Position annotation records
---*---

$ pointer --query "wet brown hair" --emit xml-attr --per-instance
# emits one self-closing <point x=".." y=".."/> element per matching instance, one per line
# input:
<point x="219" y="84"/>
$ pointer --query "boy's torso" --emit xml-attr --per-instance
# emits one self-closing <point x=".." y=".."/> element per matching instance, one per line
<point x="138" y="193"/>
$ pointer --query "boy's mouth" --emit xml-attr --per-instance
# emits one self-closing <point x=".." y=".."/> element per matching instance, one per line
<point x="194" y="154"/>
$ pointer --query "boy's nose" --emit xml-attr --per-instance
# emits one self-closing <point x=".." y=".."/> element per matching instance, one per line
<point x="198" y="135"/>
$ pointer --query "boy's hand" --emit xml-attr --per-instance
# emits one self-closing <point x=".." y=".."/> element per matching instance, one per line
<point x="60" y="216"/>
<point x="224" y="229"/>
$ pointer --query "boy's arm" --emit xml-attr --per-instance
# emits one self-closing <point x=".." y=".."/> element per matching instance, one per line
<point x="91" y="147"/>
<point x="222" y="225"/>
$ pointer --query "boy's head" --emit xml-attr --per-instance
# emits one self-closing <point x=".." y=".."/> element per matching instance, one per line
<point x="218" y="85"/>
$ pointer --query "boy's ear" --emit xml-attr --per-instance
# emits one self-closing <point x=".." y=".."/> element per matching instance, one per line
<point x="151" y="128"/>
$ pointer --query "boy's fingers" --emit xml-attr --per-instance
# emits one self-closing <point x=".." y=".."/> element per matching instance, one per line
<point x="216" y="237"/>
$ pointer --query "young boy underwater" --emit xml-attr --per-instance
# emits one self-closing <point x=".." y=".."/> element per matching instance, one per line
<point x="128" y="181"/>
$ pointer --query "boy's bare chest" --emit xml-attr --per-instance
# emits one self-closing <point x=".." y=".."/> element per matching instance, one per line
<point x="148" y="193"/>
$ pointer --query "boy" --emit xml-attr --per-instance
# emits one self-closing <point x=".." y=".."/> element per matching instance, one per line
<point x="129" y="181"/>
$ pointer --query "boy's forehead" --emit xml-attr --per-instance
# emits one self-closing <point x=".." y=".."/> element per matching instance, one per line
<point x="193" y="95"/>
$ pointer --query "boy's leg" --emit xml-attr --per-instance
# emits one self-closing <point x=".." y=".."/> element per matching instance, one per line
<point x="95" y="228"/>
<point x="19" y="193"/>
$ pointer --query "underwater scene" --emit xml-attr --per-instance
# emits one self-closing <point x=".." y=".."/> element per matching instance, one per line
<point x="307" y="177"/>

---*---

WHAT YOU NEED TO DO
Take the entries above and copy them out exactly.

RESULT FOR THIS TASK
$ pointer --query "wet brown hair" --emit xml-attr --per-instance
# emits one self-closing <point x=".." y=".."/> element per matching instance, one per line
# input:
<point x="219" y="84"/>
$ pointer --query "boy's torso" --emit xml-attr --per-instance
# emits one self-closing <point x=".." y=".."/> element per matching instance, one per line
<point x="138" y="193"/>
$ pointer --query "boy's mouth" --emit xml-attr --per-instance
# emits one self-closing <point x=".." y=".."/> element per matching instance, one per line
<point x="194" y="154"/>
$ pointer --query "boy's nose" --emit xml-attr --per-instance
# emits one self-closing <point x=".." y=".."/> element per matching instance, one per line
<point x="198" y="135"/>
$ pointer --query "boy's hand" --emit xml-attr --per-instance
# emits one self-closing <point x=".." y=".."/> element per matching instance, one per line
<point x="60" y="216"/>
<point x="224" y="229"/>
$ pointer --query "boy's arm" --emit xml-attr --per-instance
# emits one self-closing <point x=".." y=".."/> element per matching instance, one per line
<point x="91" y="147"/>
<point x="222" y="225"/>
$ pointer --query "boy's head" --emit xml-attr --per-instance
# emits one self-closing <point x=".." y=".."/> element per matching instance, one per line
<point x="218" y="85"/>
$ pointer --query "boy's ear" --emit xml-attr --per-instance
# emits one self-closing <point x=".." y=".."/> element per matching instance, one per line
<point x="151" y="128"/>
$ pointer --query "boy's fingers" --emit xml-attr --per-instance
# emits one self-closing <point x=".." y=".."/> element per matching instance, one per line
<point x="216" y="237"/>
$ pointer --query "young boy underwater" --emit xml-attr --per-instance
# emits one self-closing <point x=".." y=".."/> element per matching instance, one per line
<point x="128" y="181"/>
$ pointer --query "boy's bare chest" --emit xml-attr --per-instance
# emits one self-closing <point x=".." y=".."/> element per matching instance, one per line
<point x="148" y="193"/>
$ pointer --query "boy" --emit xml-attr --per-instance
# emits one self-closing <point x=".." y=".."/> element per matching instance, one per line
<point x="129" y="181"/>
$ pointer --query "boy's forehead" --emit xml-attr --per-instance
# emits one self-closing <point x=".." y=".."/> element per matching instance, one per line
<point x="193" y="95"/>
$ pointer --query "boy's leg" --emit xml-attr --per-instance
# emits one self-closing <point x=".." y=".."/> element per matching instance, one per line
<point x="95" y="228"/>
<point x="19" y="193"/>
$ pointer --query "underwater scene" --emit xml-attr --per-instance
# emits one self-closing <point x=".." y=".."/> element per matching instance, one per line
<point x="307" y="177"/>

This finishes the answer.